------ PROVIDED RECORDS

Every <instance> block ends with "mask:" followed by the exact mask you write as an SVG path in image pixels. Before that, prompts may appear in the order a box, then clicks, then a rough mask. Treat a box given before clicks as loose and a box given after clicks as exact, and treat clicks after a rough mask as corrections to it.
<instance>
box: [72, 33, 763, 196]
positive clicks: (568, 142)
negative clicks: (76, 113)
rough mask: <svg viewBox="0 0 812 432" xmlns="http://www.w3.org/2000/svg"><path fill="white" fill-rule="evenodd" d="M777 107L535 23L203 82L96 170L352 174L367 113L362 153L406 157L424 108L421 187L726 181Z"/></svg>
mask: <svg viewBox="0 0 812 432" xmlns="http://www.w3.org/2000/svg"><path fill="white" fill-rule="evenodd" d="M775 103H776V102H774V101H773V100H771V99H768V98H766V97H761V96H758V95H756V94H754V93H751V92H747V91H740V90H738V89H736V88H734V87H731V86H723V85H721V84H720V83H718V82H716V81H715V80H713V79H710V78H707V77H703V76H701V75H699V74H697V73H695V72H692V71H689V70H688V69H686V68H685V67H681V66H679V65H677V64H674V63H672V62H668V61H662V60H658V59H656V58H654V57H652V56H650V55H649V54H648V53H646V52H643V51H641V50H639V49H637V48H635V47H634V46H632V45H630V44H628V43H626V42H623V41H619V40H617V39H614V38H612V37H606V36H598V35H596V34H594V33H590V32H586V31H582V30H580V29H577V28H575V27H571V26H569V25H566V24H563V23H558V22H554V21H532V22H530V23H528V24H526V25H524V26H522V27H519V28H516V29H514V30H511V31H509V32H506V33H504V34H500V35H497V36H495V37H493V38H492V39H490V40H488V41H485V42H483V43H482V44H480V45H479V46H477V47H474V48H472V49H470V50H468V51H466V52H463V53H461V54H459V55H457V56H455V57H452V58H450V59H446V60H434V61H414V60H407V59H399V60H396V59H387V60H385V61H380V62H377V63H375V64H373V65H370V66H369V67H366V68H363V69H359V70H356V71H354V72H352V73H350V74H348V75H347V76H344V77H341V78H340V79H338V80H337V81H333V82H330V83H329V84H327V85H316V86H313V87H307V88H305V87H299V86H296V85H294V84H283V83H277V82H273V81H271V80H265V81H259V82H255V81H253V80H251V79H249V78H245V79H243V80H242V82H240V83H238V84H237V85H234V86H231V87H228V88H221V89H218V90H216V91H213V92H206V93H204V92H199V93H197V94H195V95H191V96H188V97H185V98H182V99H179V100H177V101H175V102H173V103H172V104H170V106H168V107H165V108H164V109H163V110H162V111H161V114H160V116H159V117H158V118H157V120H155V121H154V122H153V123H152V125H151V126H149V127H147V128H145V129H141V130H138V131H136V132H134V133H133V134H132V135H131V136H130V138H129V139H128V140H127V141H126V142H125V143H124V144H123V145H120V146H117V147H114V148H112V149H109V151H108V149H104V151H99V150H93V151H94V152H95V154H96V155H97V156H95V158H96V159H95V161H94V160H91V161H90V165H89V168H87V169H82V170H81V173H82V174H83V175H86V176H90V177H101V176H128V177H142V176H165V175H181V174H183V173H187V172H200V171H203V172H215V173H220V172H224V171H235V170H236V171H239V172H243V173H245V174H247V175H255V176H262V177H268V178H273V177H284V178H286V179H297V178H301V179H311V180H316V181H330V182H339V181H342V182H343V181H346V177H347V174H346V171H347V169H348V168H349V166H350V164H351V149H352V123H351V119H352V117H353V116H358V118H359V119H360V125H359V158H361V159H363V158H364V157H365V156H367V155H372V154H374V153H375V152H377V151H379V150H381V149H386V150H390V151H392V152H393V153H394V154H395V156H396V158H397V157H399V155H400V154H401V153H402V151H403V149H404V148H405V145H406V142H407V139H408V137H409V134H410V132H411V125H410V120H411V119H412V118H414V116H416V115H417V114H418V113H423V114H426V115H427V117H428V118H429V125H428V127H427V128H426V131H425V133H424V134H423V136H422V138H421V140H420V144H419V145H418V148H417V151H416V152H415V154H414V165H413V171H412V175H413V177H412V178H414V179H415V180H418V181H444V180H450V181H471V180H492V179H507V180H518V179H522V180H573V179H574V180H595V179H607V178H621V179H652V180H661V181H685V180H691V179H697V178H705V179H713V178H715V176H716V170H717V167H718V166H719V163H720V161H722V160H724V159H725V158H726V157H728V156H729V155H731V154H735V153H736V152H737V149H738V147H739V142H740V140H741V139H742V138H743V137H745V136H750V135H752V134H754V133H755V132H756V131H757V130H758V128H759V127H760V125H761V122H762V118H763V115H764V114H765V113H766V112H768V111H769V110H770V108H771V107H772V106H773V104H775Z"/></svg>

------------

■ EXERCISE AIM
With nothing added or dropped, write out the listing again.

■ ANSWER FOR THE TASK
Every <instance> block ends with "mask:" followed by the exact mask you write as an SVG path in image pixels. Before that, prompts may appear in the order a box, then clicks, then a rough mask. Treat a box given before clicks as loose and a box given after clicks as exact, and treat clicks after a rough mask as corrections to it.
<instance>
box: [72, 33, 763, 196]
positive clicks: (568, 142)
negative clicks: (76, 113)
rough mask: <svg viewBox="0 0 812 432" xmlns="http://www.w3.org/2000/svg"><path fill="white" fill-rule="evenodd" d="M777 107L535 23L203 82L96 170L352 174L367 113L362 153L406 157L424 108L421 187L726 181Z"/></svg>
mask: <svg viewBox="0 0 812 432" xmlns="http://www.w3.org/2000/svg"><path fill="white" fill-rule="evenodd" d="M775 103H776V102H774V101H773V100H771V99H768V98H766V97H761V96H758V95H756V94H754V93H751V92H747V91H740V90H738V89H736V88H734V87H731V86H723V85H721V84H720V83H718V82H716V81H715V80H713V79H710V78H707V77H703V76H701V75H699V74H697V73H695V72H692V71H689V70H688V69H686V68H685V67H681V66H679V65H677V64H674V63H672V62H668V61H662V60H658V59H656V58H654V57H652V56H650V55H649V54H648V53H646V52H643V51H641V50H639V49H637V48H635V47H634V46H632V45H630V44H628V43H626V42H623V41H619V40H617V39H614V38H612V37H606V36H598V35H596V34H594V33H590V32H586V31H582V30H580V29H577V28H575V27H571V26H569V25H566V24H563V23H558V22H554V21H532V22H530V23H528V24H526V25H524V26H522V27H519V28H516V29H514V30H511V31H509V32H506V33H504V34H500V35H497V36H495V37H493V38H492V39H490V40H488V41H485V42H483V43H482V44H480V45H479V46H477V47H474V48H472V49H470V50H468V51H466V52H463V53H461V54H459V55H457V56H455V57H452V58H450V59H446V60H434V61H414V60H407V59H399V60H396V59H387V60H385V61H380V62H377V63H375V64H373V65H370V66H369V67H366V68H363V69H359V70H356V71H354V72H352V73H350V74H348V75H347V76H344V77H341V78H340V79H338V80H337V81H333V82H330V83H329V84H327V85H316V86H313V87H307V88H305V87H299V86H296V85H294V84H283V83H277V82H273V81H271V80H265V81H259V82H255V81H253V80H251V79H249V78H245V79H243V80H242V82H240V83H238V84H237V85H234V86H231V87H228V88H221V89H218V90H216V91H213V92H206V93H204V92H199V93H197V94H195V95H191V96H188V97H185V98H182V99H179V100H177V101H175V102H173V103H172V104H170V106H168V107H165V108H164V109H163V110H162V111H161V114H160V116H159V117H158V118H157V120H155V121H154V122H153V123H152V125H151V126H149V127H147V128H145V129H141V130H138V131H136V132H134V133H133V134H132V135H131V136H130V138H129V139H128V140H127V141H126V142H125V143H124V144H123V145H120V146H117V147H114V148H112V149H109V151H108V149H104V151H99V150H93V151H94V152H95V154H96V155H97V156H95V158H96V159H95V161H94V160H91V161H90V165H89V168H87V169H82V170H81V173H82V174H83V175H86V176H90V177H101V176H128V177H142V176H165V175H181V174H183V173H187V172H200V171H203V172H215V173H220V172H224V171H235V170H236V171H239V172H243V173H245V174H247V175H255V176H262V177H268V178H273V177H284V178H286V179H297V178H301V179H311V180H316V181H330V182H339V181H342V182H343V181H346V177H347V174H346V171H347V169H348V168H349V166H350V164H351V149H352V123H351V119H352V117H353V116H358V118H359V119H360V125H359V158H361V159H363V158H364V157H365V156H367V155H372V154H374V153H375V152H377V151H379V150H381V149H386V150H390V151H392V152H393V153H394V154H395V156H396V158H397V157H399V155H400V154H401V153H402V151H403V149H404V148H405V145H406V142H407V139H408V137H409V134H410V132H411V125H410V120H411V119H412V118H414V116H416V115H417V114H418V113H423V114H426V115H427V117H428V118H429V125H428V127H427V128H426V131H425V133H424V134H423V136H422V138H421V140H420V144H419V145H418V148H417V151H416V152H415V154H414V165H413V171H412V175H413V177H412V178H414V179H415V180H418V181H444V180H450V181H471V180H492V179H507V180H518V179H522V180H573V179H574V180H595V179H607V178H621V179H652V180H661V181H685V180H691V179H697V178H705V179H713V178H715V176H716V170H717V167H718V166H719V163H720V161H722V160H724V159H725V158H726V157H728V156H729V155H731V154H735V153H736V152H737V149H738V147H739V142H740V140H741V139H742V138H743V137H745V136H750V135H752V134H754V133H755V132H756V131H757V130H758V128H759V127H760V125H761V122H762V118H763V115H764V114H765V113H766V112H768V111H769V110H770V108H771V107H772V106H773V104H775Z"/></svg>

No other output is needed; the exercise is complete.